[Document section]
REVIEWED BY DAN STUMPF:


DAN J. MALOWE One Endless Hour

DAN J. MARLOWE – One Endless Hour. Gold Medal R2050, paperback original, 1969. Reprints: Gold Medal T2662, paperback, 1972. Stark House Press (with The Name of the Game Is Death), trade paperback, 2013.

   I like to spend October watching old monster movies and reading spooky books. Things like Burn Witch Burn and Firebug, which I did. But I found nothing all last month quite so chilling as One Endless Hour, by Dan J. Marlowe.

   For awhile therein the 1960s Marlowe bid fair to take up the legacy of Jim Thompson with books like The Name of the Game Is Death and The Vengeance Man, but he chose to settle in the comfortable groove of the continuing (and no doubt more profitable) Earl Drake series, and who can blame him really?

   One Endless Hour is the “bridge” book between the old stuff and the new, and as such it has an attractively pointless momentum I find immensely appealing — that and the over-the-top violence and crude sex of its time.

   The first chapter of Hour is actually the last chapter (slightly re-written) of The Name of the Game Is Death: the bank robber hero finding his partner murdered, killing the woman who betrayed him (“Tell it in Hell, bitch, if you can get anyone to listen,”) and castrating the local lawman behind it all. Then we get a furious car chase and running gun battle that climaxes with our hero (now Earl Drake) getting his hands and face burnt off and ending up in the state prison hospital being systematically tortured — and plotting his escape.

   And that’s just the first chapter.

   There follows a uniquely creepy tale of plastic surgery, bribed guards, jail-break, double-cross, more murders and two bank robberies—one of which goes sour in spectacularly kinky fashion, all told in about a hundred and sixty fast-turning pages. An unforgettably hard-boiled story and perfect for the Halloween season.

   Dan J. Marlowe may have gone on to better selling books, but those of us who cherish the truly subversive in fiction will remember him more fondly for books like this.

[Provided records]
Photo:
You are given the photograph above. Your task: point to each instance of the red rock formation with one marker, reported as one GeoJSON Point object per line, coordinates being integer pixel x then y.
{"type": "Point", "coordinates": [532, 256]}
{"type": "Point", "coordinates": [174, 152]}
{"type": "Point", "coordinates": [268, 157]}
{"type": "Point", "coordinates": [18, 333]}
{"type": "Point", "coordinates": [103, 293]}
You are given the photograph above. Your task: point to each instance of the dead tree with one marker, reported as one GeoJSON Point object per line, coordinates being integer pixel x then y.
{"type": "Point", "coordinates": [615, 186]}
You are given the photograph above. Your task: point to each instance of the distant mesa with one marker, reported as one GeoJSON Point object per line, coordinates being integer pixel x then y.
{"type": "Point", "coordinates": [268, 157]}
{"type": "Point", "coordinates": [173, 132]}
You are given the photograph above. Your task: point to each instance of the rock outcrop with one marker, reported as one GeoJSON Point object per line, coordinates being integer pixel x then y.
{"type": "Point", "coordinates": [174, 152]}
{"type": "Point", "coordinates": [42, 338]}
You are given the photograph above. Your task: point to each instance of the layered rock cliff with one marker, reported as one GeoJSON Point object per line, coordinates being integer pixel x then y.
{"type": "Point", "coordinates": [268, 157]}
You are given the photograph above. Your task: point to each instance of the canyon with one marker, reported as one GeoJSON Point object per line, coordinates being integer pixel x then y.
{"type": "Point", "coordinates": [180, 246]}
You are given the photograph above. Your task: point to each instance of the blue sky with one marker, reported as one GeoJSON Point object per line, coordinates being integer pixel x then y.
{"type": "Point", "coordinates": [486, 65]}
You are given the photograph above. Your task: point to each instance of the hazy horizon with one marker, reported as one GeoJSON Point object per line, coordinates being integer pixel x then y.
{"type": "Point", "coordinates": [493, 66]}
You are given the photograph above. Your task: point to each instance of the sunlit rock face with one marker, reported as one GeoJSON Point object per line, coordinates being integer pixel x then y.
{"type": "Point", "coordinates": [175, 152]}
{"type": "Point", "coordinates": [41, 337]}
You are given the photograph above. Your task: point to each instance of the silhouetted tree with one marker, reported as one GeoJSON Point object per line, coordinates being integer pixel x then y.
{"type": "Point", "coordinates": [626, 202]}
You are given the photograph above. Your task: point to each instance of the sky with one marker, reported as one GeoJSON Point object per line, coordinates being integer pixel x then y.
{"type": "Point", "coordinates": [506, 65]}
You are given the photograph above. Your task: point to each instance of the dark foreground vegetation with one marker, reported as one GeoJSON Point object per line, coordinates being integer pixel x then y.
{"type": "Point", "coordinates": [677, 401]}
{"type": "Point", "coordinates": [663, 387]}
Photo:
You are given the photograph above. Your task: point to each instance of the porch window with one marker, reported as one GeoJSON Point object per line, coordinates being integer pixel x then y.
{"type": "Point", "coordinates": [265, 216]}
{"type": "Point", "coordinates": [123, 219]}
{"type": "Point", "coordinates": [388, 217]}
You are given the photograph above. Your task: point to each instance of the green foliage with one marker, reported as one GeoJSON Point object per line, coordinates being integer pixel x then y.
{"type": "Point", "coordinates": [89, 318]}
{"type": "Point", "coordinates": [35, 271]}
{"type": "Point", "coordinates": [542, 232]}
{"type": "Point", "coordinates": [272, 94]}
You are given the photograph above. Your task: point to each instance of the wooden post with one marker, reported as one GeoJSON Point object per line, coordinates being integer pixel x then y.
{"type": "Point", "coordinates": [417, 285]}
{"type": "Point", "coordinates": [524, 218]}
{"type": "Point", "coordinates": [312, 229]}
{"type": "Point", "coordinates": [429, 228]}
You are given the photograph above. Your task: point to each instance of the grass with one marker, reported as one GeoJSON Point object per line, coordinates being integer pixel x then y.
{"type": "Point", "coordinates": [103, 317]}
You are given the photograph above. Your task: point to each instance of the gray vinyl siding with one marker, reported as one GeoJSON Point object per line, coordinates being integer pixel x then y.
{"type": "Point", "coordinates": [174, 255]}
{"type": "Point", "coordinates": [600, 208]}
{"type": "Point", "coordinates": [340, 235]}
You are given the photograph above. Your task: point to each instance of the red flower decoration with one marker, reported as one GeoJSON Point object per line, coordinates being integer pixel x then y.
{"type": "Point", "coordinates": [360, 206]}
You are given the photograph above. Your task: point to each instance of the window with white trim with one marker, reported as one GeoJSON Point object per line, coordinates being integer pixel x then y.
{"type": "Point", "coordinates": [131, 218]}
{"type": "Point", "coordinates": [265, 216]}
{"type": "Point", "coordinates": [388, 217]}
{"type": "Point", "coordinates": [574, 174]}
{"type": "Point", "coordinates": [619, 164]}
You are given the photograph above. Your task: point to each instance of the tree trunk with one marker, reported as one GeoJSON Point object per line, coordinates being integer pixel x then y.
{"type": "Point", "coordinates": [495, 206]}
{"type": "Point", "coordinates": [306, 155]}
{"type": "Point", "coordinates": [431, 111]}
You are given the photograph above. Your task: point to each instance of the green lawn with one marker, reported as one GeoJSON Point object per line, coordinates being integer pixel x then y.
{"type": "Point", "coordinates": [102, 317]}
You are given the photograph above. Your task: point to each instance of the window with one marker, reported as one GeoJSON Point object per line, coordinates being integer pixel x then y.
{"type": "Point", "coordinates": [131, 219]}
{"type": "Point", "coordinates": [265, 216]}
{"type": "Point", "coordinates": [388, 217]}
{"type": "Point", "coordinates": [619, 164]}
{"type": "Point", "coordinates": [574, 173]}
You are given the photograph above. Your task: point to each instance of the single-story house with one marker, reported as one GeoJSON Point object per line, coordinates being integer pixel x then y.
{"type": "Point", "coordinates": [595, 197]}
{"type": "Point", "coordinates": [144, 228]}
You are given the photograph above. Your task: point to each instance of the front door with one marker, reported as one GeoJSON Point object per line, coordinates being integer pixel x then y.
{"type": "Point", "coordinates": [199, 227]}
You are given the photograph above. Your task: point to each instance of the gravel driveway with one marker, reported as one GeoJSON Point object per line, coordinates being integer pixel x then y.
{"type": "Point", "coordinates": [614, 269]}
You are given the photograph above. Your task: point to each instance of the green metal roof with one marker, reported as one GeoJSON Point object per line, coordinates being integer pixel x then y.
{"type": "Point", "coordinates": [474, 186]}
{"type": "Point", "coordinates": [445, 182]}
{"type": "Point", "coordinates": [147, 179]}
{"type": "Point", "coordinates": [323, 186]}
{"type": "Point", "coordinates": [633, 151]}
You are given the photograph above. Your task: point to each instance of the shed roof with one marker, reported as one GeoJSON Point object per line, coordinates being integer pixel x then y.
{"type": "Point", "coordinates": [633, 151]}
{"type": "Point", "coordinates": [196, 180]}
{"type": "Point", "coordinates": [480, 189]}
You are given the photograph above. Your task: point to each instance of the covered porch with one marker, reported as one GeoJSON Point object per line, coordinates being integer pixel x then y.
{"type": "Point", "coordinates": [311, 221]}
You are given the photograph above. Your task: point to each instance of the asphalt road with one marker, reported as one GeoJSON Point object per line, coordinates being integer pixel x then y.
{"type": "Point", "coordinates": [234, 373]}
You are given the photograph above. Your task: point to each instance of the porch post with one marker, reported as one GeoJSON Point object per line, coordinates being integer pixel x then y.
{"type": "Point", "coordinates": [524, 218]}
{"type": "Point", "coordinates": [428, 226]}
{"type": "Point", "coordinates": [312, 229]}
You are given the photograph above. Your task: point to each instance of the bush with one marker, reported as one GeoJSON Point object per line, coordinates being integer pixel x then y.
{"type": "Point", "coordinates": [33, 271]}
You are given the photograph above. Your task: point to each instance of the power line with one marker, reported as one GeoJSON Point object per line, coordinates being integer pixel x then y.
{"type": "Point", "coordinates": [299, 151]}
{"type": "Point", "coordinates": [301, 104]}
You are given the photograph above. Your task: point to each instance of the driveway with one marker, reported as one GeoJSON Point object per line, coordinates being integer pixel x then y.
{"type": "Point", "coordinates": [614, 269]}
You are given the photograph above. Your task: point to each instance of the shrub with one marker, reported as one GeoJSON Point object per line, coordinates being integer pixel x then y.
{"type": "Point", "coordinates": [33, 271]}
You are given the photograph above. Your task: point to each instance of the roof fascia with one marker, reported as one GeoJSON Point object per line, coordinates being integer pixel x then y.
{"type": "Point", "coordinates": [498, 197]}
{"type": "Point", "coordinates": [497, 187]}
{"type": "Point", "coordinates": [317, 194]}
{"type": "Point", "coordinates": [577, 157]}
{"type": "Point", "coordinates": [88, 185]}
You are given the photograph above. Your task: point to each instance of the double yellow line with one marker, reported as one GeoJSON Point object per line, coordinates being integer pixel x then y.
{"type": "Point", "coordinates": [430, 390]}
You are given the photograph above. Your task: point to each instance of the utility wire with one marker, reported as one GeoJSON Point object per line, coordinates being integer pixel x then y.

[What you will do]
• A. Please rewrite the review between "For awhile therein" and "of its time.", inclusive, changing "comfortable" to "familiar".
• B. Which publisher brought out the 2013 trade paperback reprint of the book in the review?

[Answers by task]
• A.
For awhile therein the 1960s Marlowe bid fair to take up the legacy of Jim Thompson with books like The Name of the Game Is Death and The Vengeance Man, but he chose to settle in the familiar groove of the continuing (and no doubt more profitable) Earl Drake series, and who can blame him really?

   One Endless Hour is the “bridge” book between the old stuff and the new, and as such it has an attractively pointless momentum I find immensely appealing — that and the over-the-top violence and crude sex of its time.

• B. Stark House Press